* GIVEN ENTRIES

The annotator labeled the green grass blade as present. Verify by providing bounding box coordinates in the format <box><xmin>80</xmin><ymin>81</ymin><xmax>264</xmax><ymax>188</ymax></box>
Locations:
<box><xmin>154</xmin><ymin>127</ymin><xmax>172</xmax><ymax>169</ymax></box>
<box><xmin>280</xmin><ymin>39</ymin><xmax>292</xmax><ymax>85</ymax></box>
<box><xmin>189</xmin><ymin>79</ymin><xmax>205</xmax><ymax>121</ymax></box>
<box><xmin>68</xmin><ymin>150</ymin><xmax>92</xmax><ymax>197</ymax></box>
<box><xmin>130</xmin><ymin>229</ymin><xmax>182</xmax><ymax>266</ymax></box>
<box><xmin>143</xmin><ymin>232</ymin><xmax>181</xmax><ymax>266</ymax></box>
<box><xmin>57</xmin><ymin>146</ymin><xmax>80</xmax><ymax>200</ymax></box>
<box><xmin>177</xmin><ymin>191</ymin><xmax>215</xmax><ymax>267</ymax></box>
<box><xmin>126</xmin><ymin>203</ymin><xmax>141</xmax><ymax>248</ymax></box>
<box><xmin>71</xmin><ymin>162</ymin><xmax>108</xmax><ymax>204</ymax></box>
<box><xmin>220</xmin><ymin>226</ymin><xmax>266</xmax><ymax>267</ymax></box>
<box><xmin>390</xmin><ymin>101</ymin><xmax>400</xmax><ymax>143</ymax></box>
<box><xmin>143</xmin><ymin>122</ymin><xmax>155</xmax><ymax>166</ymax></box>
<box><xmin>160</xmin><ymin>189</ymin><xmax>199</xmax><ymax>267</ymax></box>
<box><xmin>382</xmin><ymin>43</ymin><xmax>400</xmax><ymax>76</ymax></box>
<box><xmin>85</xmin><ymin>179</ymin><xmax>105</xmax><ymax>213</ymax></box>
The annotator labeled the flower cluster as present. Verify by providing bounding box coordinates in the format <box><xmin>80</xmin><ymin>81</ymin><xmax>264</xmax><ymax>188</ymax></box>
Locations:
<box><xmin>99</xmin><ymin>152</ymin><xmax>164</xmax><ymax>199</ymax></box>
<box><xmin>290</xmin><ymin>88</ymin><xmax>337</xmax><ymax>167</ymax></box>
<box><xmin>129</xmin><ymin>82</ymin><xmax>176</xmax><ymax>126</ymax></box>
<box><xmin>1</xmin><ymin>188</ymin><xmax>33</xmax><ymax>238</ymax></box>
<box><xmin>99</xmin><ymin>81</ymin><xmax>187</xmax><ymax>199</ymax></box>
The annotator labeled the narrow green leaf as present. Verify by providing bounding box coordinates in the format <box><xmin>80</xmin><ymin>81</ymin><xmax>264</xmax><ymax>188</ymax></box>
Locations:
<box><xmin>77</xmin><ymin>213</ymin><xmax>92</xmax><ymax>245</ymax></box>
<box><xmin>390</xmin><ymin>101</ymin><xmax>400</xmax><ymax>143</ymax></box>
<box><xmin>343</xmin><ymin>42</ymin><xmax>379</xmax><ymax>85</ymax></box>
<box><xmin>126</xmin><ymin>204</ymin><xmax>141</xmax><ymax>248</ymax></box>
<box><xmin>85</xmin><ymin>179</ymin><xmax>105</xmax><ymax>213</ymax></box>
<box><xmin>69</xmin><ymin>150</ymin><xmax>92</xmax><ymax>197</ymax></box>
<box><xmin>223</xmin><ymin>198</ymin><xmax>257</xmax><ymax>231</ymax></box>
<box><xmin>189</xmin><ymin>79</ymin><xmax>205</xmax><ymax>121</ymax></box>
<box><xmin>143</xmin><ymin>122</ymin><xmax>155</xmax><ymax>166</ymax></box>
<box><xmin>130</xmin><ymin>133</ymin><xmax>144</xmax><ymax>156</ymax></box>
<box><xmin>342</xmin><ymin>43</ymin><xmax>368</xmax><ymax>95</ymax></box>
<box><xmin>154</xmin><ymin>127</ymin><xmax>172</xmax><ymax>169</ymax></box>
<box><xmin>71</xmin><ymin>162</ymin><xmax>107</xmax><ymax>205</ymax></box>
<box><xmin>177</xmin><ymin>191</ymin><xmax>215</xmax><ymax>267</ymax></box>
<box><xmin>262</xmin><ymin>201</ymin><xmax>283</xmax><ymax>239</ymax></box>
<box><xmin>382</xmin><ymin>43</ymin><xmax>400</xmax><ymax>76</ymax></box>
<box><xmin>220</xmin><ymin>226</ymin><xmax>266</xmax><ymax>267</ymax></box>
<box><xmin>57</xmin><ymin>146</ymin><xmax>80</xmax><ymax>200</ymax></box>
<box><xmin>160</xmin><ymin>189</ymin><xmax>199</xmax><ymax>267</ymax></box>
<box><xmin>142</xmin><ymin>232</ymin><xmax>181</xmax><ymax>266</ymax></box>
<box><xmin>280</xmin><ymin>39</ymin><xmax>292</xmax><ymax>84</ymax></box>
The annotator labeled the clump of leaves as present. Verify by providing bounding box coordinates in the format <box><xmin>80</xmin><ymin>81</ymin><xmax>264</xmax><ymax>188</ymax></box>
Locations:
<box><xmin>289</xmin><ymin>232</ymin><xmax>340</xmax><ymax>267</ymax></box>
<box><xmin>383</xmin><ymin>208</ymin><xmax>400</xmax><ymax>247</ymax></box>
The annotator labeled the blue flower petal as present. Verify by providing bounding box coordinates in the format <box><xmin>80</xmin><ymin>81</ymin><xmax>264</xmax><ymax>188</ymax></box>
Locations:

* EXERCISE AIM
Of all the lines above, tally those with the word "flower". Write the total only.

* OUTPUT FOR THIS EXERCISE
2